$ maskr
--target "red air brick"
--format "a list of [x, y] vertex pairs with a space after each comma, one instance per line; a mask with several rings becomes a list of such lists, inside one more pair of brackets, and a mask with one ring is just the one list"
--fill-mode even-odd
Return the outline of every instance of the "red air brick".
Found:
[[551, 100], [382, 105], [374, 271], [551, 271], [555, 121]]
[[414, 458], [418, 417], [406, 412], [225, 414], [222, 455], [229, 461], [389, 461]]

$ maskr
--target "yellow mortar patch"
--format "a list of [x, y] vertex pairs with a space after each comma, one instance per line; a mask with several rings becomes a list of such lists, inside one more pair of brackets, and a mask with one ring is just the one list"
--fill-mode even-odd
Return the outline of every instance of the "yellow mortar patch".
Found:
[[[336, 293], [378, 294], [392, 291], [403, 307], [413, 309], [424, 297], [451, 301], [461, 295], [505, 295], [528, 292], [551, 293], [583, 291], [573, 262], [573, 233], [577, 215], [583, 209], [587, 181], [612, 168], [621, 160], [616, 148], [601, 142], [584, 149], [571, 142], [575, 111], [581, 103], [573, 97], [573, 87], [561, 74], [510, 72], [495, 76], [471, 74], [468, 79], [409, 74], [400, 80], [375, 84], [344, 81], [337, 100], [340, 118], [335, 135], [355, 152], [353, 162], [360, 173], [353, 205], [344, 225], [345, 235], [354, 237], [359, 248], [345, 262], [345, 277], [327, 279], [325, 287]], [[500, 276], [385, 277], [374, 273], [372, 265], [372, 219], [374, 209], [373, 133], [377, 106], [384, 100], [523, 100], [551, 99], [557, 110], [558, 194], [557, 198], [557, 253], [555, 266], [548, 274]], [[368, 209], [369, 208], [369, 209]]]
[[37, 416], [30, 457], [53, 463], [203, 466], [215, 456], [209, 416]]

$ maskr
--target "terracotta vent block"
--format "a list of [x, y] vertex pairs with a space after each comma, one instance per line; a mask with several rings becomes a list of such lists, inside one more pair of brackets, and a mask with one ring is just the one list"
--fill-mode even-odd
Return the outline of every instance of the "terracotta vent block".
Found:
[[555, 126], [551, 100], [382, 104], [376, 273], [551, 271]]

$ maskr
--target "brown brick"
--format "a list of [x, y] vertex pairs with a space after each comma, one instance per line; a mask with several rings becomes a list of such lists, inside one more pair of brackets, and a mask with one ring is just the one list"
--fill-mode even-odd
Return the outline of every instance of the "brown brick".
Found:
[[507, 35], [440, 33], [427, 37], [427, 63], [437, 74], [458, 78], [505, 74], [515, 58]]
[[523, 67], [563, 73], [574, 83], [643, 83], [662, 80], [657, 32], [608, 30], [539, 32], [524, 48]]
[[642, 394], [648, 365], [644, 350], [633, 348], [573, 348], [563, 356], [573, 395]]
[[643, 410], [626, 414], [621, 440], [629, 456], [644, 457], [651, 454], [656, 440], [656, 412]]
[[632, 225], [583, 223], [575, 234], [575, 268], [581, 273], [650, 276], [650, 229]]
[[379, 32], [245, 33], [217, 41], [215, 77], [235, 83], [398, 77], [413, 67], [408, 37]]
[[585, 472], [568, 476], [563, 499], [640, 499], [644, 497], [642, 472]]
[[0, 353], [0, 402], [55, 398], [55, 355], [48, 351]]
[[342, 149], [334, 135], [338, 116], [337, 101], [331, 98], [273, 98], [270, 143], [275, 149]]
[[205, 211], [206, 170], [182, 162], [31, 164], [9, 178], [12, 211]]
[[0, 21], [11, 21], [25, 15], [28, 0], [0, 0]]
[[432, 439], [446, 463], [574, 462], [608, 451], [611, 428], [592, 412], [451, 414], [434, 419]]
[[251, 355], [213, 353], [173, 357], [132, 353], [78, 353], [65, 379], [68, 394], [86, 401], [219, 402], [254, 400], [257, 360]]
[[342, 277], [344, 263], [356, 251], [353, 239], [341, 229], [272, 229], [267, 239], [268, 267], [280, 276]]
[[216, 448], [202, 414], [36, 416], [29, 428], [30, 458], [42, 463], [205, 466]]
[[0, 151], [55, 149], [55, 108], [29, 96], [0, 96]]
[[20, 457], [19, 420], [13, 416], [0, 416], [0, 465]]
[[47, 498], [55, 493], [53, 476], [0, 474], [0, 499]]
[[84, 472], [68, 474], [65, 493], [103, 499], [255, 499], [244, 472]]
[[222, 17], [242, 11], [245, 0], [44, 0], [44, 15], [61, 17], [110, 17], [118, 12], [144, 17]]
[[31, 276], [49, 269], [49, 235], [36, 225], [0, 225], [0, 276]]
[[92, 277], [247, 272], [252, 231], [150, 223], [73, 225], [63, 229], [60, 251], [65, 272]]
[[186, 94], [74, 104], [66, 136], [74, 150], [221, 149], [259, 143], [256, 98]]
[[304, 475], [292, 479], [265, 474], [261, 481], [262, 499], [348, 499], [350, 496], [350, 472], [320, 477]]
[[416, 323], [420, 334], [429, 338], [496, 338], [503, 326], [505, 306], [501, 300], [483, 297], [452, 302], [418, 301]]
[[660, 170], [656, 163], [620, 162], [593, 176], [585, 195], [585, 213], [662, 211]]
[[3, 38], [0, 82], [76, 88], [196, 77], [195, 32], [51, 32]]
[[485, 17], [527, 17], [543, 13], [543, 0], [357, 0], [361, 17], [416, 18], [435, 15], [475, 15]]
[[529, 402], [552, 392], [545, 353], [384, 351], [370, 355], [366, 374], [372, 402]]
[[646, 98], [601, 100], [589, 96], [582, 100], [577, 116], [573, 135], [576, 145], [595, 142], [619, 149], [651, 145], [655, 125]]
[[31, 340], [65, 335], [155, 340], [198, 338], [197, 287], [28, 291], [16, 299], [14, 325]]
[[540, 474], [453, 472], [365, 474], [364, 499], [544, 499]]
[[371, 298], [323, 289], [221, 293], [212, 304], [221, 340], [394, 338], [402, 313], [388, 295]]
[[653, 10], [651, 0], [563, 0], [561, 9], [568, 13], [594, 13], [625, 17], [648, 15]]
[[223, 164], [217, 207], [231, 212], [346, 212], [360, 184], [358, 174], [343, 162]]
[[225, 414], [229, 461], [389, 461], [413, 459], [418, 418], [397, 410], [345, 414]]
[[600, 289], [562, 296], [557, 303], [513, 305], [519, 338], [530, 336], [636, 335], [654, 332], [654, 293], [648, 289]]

# [Aim]
Reproduce the data from its first line through the line containing "461], [389, 461]]", both included, with "gray air brick" in place of "red air brick" and everything else unchanged.

# [Answer to the problem]
$ maskr
--target "gray air brick"
--format "a list of [x, y] vertex pairs with a space after each comma, one instance per line; a mask with several rings becomes a list of such lists, inside one more pair of brackets, and a mask with one ring is just the one list"
--fill-mode even-odd
Return the outline of every instance of the "gray air brick".
Found:
[[551, 100], [382, 105], [374, 271], [551, 271], [555, 121]]
[[414, 458], [418, 417], [406, 412], [225, 414], [222, 455], [229, 461], [389, 461]]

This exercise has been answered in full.